[Work item]: Considering the entries that follow, report how many lines include the string "below", giving the number alone.

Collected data

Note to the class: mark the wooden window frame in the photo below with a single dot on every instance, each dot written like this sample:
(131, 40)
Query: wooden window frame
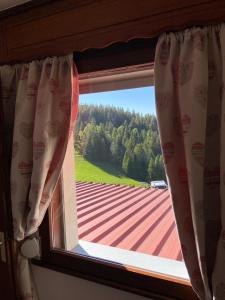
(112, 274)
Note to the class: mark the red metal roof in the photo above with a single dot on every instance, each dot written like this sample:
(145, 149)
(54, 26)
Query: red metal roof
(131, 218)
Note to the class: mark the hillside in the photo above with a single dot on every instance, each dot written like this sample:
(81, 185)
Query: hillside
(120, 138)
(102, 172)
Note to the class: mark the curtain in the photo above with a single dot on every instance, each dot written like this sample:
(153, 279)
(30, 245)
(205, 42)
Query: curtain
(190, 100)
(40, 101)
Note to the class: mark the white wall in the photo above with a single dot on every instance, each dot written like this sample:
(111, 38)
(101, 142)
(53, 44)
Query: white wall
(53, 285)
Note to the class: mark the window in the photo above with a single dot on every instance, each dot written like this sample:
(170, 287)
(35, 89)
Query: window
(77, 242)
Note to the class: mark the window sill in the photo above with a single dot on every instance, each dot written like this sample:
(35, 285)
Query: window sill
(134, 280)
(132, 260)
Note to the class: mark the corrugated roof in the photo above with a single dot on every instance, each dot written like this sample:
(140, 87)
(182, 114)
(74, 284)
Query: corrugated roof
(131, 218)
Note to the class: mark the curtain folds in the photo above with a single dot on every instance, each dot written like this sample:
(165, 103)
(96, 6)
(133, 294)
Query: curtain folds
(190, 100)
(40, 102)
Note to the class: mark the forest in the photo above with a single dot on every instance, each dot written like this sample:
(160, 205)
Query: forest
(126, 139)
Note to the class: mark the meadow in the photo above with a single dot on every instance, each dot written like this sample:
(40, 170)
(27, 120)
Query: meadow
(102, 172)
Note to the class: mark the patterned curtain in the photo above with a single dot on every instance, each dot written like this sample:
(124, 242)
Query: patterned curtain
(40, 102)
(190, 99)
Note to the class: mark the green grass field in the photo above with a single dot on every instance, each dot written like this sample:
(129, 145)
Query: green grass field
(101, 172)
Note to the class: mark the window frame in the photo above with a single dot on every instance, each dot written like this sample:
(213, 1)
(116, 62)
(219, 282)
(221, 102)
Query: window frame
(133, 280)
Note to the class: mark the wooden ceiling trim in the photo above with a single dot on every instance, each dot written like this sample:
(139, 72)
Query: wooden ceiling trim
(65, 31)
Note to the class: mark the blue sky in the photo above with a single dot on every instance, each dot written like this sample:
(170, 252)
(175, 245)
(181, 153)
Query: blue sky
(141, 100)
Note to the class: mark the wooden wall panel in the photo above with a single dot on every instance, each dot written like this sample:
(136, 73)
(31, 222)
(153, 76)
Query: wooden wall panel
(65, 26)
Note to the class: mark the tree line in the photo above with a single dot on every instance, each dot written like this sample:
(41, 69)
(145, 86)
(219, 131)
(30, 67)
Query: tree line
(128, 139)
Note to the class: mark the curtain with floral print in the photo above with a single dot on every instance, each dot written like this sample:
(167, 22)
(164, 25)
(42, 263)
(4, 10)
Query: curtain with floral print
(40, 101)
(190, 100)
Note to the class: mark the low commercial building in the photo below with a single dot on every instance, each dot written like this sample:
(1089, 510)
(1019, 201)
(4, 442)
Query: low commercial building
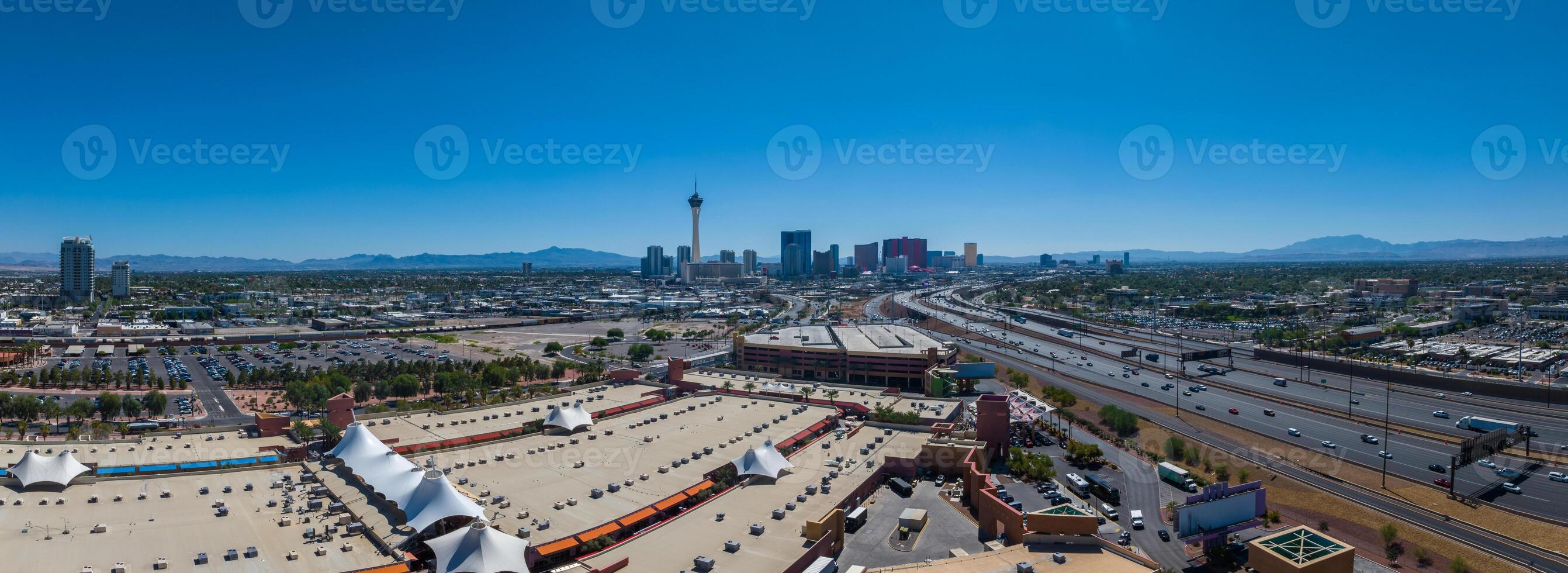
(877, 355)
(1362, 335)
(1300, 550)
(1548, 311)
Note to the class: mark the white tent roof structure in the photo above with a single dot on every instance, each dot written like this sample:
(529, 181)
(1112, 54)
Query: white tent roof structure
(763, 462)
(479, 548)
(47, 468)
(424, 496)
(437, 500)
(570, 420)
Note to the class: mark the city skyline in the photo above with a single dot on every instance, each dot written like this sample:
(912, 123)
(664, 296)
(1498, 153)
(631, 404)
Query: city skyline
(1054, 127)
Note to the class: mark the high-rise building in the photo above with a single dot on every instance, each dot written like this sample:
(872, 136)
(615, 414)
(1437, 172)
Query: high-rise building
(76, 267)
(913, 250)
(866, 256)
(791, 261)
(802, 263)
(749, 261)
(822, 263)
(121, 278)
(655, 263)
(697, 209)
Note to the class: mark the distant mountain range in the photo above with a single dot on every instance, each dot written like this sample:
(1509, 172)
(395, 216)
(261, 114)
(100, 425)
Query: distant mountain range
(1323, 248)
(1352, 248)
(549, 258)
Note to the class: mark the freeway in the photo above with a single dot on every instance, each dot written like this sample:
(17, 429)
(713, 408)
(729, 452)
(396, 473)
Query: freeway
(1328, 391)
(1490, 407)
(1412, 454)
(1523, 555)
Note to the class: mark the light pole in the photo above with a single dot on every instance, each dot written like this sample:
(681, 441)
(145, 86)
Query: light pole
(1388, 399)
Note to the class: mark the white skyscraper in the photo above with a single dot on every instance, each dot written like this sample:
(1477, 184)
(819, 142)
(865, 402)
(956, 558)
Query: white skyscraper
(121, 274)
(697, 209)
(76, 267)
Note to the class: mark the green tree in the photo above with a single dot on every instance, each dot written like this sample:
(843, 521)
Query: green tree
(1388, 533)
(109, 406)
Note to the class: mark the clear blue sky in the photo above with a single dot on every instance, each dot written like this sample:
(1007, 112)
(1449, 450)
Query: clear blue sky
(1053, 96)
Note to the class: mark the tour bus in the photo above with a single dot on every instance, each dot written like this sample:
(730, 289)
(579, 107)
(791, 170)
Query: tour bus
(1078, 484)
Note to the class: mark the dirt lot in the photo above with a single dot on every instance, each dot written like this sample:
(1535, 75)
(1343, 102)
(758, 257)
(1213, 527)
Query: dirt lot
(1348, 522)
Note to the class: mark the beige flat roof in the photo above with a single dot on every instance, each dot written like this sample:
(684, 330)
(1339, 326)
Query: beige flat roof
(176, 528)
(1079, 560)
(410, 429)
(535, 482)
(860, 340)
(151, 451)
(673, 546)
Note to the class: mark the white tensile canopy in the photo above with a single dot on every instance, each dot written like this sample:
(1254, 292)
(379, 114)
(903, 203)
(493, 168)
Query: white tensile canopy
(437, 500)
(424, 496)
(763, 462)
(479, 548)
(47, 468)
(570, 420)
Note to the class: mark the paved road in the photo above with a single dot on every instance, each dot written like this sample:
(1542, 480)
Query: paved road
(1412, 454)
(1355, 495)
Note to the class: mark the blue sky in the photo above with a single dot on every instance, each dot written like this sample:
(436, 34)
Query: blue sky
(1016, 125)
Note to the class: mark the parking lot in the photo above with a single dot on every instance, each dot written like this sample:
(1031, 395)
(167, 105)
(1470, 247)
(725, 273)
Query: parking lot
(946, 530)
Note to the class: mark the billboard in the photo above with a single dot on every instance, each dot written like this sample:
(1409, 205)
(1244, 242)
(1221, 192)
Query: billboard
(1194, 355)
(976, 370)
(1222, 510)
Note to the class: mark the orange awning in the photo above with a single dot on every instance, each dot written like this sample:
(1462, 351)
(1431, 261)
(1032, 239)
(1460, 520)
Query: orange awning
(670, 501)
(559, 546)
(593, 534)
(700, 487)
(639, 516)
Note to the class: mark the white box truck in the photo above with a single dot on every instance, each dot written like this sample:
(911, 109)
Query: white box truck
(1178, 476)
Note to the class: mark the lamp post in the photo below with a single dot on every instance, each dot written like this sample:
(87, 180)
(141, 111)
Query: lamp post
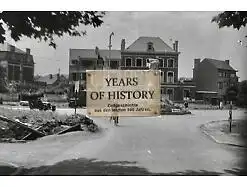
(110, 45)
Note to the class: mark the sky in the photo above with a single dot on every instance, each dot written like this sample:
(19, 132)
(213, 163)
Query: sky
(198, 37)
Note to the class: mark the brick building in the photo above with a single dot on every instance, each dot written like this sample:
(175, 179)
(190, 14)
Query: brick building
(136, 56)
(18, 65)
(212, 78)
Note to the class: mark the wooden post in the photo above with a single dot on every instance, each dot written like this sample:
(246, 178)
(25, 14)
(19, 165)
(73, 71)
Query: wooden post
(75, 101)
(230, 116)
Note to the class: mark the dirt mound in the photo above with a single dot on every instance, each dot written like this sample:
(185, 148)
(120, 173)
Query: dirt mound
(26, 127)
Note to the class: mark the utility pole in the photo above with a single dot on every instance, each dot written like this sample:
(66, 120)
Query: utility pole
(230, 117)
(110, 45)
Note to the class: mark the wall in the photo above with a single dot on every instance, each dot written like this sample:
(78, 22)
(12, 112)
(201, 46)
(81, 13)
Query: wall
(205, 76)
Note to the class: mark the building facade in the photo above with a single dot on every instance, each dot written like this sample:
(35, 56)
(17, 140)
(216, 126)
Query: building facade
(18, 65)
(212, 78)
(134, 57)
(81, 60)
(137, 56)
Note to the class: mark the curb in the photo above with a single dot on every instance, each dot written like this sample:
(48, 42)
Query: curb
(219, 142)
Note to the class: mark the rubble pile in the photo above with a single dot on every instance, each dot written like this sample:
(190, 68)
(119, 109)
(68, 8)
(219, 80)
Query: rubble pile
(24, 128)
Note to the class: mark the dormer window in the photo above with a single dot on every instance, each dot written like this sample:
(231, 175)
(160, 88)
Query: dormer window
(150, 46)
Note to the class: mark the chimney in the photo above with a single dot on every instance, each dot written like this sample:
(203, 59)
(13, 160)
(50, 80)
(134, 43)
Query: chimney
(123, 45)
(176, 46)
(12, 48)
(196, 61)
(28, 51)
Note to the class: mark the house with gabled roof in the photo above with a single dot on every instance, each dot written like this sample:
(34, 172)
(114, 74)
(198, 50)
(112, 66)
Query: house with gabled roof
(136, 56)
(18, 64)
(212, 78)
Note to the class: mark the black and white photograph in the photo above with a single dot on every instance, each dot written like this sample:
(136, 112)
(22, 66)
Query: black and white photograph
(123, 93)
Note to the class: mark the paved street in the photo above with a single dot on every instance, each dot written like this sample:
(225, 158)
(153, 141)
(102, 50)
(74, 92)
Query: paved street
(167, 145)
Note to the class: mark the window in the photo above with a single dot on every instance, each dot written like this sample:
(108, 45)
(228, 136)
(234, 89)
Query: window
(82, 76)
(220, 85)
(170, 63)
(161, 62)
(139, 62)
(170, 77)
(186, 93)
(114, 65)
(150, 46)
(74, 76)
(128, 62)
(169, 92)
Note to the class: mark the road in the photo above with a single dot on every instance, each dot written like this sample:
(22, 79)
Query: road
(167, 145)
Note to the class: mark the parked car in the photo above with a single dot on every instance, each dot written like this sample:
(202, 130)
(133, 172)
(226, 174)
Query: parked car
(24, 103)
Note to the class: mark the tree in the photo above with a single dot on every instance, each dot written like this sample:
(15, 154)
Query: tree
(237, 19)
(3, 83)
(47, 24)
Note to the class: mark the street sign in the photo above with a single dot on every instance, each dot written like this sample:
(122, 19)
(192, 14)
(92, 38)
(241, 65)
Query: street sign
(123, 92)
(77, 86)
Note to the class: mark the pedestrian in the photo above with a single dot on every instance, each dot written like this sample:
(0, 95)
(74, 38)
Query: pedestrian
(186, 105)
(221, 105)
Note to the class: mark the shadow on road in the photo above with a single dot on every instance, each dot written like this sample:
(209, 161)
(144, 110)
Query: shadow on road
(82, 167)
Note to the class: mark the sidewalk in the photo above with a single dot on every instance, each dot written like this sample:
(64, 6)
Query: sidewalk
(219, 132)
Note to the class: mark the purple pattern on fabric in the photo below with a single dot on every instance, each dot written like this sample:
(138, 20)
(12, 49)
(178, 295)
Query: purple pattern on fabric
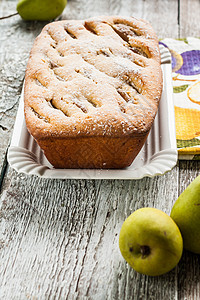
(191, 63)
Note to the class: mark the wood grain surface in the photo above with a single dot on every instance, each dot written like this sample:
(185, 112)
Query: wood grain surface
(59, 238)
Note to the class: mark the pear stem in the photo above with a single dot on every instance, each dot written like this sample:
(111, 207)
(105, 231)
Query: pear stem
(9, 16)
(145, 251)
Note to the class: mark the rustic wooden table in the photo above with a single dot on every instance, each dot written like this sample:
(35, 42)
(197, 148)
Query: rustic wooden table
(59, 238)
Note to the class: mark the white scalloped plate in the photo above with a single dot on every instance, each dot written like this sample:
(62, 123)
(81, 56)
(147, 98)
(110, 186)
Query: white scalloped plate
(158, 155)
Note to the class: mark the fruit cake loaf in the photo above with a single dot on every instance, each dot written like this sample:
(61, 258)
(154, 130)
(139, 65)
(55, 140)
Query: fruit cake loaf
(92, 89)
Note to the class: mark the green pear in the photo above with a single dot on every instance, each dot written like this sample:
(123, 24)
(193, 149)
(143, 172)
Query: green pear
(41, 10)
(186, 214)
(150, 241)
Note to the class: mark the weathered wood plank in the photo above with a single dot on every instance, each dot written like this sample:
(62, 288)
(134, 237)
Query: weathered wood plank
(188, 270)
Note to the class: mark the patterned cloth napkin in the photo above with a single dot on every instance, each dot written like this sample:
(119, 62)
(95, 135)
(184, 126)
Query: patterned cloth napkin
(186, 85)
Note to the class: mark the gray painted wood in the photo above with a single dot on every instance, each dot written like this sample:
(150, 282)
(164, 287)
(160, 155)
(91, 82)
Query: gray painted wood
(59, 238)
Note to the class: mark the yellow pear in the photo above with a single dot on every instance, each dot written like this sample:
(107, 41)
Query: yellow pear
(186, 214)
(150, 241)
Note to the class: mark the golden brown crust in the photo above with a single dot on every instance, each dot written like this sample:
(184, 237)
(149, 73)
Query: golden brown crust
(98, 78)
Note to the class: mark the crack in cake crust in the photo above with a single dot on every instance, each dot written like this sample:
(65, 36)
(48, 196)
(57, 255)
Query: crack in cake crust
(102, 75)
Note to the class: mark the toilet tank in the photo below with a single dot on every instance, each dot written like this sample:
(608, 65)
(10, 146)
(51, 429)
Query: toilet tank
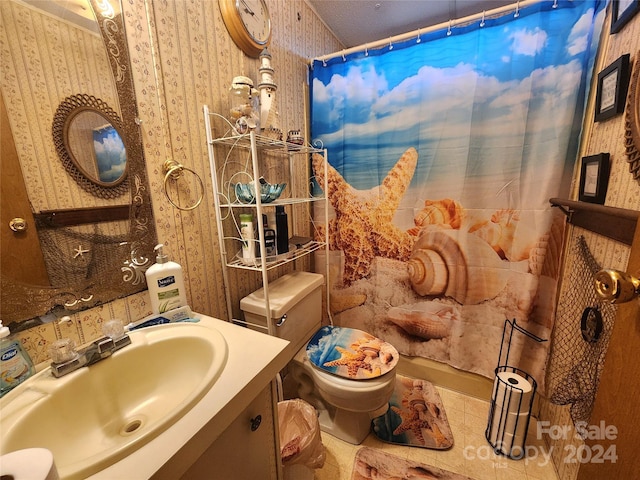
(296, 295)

[Answer for the task]: 5